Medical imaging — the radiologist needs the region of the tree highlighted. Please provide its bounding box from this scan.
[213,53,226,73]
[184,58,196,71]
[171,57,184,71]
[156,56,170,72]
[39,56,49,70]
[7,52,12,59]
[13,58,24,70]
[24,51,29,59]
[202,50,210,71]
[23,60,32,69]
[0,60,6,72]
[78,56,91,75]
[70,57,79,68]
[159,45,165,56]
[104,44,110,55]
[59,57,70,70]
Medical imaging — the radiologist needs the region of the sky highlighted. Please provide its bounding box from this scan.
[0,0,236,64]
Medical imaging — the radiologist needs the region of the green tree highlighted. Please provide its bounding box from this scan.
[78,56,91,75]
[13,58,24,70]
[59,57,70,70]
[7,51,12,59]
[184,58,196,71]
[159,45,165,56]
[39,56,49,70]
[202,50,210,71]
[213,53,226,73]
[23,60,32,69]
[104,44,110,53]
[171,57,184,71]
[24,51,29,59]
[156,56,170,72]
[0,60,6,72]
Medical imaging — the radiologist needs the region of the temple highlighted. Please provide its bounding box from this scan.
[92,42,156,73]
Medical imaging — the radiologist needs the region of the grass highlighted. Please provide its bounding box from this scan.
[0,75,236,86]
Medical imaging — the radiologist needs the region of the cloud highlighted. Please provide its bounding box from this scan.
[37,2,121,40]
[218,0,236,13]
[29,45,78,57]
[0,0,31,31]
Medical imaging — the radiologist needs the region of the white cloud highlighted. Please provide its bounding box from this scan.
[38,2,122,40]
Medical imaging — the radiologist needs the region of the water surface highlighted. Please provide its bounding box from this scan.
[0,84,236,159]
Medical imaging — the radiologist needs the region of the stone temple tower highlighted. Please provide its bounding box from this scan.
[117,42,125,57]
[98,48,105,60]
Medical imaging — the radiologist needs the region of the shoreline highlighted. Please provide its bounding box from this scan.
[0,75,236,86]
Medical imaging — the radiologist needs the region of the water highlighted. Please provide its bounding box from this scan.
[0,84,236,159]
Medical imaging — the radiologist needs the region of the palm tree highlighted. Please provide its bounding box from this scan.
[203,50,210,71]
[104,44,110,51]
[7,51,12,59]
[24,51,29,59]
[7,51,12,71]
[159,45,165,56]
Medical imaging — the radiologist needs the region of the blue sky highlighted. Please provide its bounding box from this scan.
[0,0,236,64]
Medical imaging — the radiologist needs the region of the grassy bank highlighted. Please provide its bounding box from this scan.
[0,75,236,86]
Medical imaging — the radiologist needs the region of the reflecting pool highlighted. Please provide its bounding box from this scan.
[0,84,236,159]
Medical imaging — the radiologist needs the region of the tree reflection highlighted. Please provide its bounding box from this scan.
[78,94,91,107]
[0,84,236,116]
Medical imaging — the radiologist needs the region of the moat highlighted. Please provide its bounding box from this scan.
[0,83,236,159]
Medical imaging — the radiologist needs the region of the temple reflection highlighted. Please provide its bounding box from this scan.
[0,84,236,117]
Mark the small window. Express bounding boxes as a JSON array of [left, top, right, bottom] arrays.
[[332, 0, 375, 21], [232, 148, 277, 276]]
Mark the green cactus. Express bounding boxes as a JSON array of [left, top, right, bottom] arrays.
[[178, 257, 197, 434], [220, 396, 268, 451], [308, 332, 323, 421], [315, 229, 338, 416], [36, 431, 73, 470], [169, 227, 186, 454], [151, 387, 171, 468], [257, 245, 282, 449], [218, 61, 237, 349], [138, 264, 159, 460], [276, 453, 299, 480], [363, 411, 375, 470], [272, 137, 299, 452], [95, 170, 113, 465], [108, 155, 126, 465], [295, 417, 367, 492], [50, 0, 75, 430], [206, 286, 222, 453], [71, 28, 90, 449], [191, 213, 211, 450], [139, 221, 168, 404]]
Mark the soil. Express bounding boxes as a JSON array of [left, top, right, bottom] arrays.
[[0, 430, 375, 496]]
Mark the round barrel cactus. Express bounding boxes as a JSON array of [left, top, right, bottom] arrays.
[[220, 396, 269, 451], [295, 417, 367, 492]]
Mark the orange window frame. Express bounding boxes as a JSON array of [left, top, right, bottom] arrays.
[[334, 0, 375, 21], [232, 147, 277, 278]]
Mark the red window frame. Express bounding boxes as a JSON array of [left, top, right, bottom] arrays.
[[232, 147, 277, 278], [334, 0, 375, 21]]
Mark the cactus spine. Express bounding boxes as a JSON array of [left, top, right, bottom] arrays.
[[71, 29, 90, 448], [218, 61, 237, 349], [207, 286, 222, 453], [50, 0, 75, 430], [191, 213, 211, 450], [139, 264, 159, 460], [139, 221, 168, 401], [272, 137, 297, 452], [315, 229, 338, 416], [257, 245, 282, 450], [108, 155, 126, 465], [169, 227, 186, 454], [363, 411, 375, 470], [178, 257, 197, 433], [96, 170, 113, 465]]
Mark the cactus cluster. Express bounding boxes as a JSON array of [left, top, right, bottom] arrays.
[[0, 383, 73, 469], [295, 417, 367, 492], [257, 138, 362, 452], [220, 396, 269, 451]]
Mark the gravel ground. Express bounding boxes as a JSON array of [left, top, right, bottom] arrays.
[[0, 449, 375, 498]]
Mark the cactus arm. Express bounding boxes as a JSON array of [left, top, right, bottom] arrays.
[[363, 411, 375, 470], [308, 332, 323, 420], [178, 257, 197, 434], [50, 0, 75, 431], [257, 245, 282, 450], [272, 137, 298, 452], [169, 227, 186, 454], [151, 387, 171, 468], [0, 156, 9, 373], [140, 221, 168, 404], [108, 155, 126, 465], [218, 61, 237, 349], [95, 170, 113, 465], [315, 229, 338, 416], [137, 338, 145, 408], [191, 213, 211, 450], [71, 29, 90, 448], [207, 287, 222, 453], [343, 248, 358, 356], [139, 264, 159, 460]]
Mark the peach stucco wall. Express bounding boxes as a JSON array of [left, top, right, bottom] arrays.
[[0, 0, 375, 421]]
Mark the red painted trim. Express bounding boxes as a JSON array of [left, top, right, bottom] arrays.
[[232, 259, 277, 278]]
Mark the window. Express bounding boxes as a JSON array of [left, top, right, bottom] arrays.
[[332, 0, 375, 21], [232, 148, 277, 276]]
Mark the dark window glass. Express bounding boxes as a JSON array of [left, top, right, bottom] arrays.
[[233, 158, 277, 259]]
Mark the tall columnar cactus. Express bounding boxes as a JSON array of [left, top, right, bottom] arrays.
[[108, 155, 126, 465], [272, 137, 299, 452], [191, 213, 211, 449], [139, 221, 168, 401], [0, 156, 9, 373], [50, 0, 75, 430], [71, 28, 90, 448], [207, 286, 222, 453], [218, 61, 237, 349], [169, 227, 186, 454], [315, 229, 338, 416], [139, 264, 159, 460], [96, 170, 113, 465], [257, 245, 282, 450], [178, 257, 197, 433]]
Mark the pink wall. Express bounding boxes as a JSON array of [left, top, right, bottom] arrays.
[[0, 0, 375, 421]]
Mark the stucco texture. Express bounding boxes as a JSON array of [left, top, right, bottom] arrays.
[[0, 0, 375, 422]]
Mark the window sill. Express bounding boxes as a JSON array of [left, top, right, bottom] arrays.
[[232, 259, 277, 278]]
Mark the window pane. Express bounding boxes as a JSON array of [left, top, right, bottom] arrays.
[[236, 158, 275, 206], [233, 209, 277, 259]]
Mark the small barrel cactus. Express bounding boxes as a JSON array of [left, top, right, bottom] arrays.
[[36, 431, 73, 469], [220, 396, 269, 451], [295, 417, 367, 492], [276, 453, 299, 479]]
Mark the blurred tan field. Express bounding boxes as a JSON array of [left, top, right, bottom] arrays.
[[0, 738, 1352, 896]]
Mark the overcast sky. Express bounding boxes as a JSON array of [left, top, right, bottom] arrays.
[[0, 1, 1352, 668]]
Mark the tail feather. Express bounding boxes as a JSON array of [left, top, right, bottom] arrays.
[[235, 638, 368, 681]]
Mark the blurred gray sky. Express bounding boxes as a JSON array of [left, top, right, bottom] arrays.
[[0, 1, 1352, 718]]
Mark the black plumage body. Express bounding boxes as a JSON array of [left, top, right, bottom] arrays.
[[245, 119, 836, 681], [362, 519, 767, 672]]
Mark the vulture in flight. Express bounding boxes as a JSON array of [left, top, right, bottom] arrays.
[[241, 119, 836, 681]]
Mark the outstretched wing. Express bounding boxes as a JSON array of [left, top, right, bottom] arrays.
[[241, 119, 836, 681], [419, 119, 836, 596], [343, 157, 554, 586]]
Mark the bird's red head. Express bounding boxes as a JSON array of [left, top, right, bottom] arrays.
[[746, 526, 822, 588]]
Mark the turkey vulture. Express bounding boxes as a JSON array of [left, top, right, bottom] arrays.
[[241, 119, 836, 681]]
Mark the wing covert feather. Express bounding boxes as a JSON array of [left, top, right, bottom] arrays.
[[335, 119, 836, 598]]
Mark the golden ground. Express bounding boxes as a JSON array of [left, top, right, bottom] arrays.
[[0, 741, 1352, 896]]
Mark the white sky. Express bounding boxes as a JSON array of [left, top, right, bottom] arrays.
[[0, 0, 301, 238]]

▬▬▬▬▬▬

Written task: Rewrite the part of the data that opens with the line containing "Medical imaging — the radiologist needs the region of the moat" and closes with the line containing "[[220, 396, 269, 451], [295, 417, 367, 492]]", swapping "Mark" for "Outline" and changing nothing else.

Exercise result:
Medical imaging — the radiologist needs the region of the moat highlighted. Please provide its bounding box from this scan.
[0,83,236,159]
Medical imaging — the radiologist needs the region of the temple reflection highlighted. Please provide its bounding box from this scan.
[0,84,236,117]
Outline the small window. Express bounding boxes as a JSON array of [left, top, right, bottom] arrays.
[[332, 0, 375, 21], [232, 148, 277, 276]]
Outline the green cactus. Express bounding boxes as a JSON array of [left, top, right, bottom] arrays.
[[178, 257, 197, 434], [220, 396, 268, 451], [308, 332, 323, 421], [315, 229, 338, 416], [36, 431, 73, 470], [169, 227, 186, 454], [151, 387, 171, 468], [257, 245, 282, 449], [218, 61, 237, 349], [138, 264, 159, 460], [276, 453, 299, 480], [363, 411, 375, 470], [272, 137, 299, 452], [95, 170, 113, 465], [108, 155, 126, 465], [295, 417, 367, 492], [50, 0, 75, 430], [206, 286, 222, 453], [71, 28, 90, 449], [191, 213, 211, 450], [139, 221, 168, 404]]
Outline the soil. Express bounding boxes as a JSON array of [left, top, right, bottom] arrays.
[[0, 430, 375, 496]]
Outline the round barrel cactus. Express bounding boxes as a JSON array of [left, top, right, bottom] arrays.
[[220, 396, 269, 451], [295, 417, 367, 492]]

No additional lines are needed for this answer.